Consegna:
Riporta i record seguenti, sostituendo ogni occorrenza di "positive clicks" con "foreground clicks" e lasciando invariato tutto il resto.

Dati dell'esercizio:

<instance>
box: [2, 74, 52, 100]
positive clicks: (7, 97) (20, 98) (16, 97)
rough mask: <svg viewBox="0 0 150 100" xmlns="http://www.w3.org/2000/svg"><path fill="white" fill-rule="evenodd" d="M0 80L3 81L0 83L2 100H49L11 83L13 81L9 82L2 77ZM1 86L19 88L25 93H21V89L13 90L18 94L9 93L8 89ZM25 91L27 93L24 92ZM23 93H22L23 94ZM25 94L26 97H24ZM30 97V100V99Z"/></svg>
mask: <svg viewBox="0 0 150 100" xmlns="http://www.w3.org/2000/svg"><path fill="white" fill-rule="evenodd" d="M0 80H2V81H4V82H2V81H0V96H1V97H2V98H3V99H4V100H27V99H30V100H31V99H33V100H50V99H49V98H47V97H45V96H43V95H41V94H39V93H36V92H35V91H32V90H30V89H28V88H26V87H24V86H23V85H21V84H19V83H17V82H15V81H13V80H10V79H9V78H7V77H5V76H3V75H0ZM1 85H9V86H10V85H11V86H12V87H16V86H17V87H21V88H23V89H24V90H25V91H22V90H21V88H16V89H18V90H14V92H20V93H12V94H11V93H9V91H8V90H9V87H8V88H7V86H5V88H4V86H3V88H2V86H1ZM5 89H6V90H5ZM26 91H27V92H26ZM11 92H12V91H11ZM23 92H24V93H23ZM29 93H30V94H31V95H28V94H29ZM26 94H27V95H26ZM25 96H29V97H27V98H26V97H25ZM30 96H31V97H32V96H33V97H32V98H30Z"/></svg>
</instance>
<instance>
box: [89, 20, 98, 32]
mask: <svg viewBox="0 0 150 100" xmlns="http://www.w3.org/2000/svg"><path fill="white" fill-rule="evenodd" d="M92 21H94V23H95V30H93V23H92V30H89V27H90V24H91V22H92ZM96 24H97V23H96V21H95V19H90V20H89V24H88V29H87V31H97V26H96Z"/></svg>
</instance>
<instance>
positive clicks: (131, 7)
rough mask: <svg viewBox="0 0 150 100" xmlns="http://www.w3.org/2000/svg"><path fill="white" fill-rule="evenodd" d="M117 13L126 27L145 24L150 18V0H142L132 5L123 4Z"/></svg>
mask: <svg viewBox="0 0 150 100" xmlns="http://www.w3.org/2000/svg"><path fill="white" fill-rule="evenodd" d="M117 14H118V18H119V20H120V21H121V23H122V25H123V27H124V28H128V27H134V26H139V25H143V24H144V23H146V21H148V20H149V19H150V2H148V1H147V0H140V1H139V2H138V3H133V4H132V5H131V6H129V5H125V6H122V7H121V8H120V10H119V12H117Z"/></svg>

Soluzione esercizio:
<instance>
box: [2, 74, 52, 100]
foreground clicks: (7, 97) (20, 98) (16, 97)
rough mask: <svg viewBox="0 0 150 100" xmlns="http://www.w3.org/2000/svg"><path fill="white" fill-rule="evenodd" d="M0 80L3 81L0 83L2 100H49L11 83L13 81L9 82L2 77ZM1 86L19 88L25 93H21V89L13 90L18 94L9 93L8 89ZM25 91L27 93L24 92ZM23 93H22L23 94ZM25 94L26 97H24ZM30 97V100V99Z"/></svg>
mask: <svg viewBox="0 0 150 100" xmlns="http://www.w3.org/2000/svg"><path fill="white" fill-rule="evenodd" d="M0 80H2V81H4V82H2V81H0V96H1V97H2V98H3V99H4V100H27V99H30V100H31V99H33V100H50V99H49V98H47V97H45V96H43V95H41V94H39V93H36V92H35V91H32V90H30V89H28V88H26V87H24V86H23V85H21V84H19V83H17V82H15V81H13V80H10V79H9V78H7V77H5V76H3V75H0ZM1 85H9V86H10V85H11V86H12V87H16V86H17V87H21V88H23V89H24V90H25V91H22V90H21V88H16V89H18V90H14V92H20V93H12V94H11V93H9V91H8V90H9V87H8V88H7V86H5V88H4V86H3V88H2V86H1ZM5 89H6V90H5ZM26 91H27V92H26ZM11 92H12V91H11ZM23 92H24V93H23ZM29 93H30V94H31V95H28V94H29ZM26 94H27V95H26ZM25 96H29V97H27V98H26V97H25ZM30 96H31V97H32V96H33V97H32V98H30Z"/></svg>
</instance>
<instance>
box: [89, 20, 98, 32]
mask: <svg viewBox="0 0 150 100" xmlns="http://www.w3.org/2000/svg"><path fill="white" fill-rule="evenodd" d="M92 21H94V23H95V30H93V23H92V30H89V27H90V24H91V22H92ZM96 24H97V23H96V21H95V19H90V20H89V24H88V29H87V31H97V26H96Z"/></svg>
</instance>
<instance>
foreground clicks: (131, 7)
rough mask: <svg viewBox="0 0 150 100" xmlns="http://www.w3.org/2000/svg"><path fill="white" fill-rule="evenodd" d="M117 13L126 27L145 24L150 18V0H142L132 5L123 4Z"/></svg>
mask: <svg viewBox="0 0 150 100" xmlns="http://www.w3.org/2000/svg"><path fill="white" fill-rule="evenodd" d="M117 14H118V18H119V20H120V21H121V23H122V25H123V27H124V28H128V27H134V26H139V25H143V24H144V23H146V21H148V20H149V19H150V2H148V1H147V0H140V1H139V2H138V3H133V4H132V5H131V6H129V5H125V6H122V7H121V8H120V10H119V12H117Z"/></svg>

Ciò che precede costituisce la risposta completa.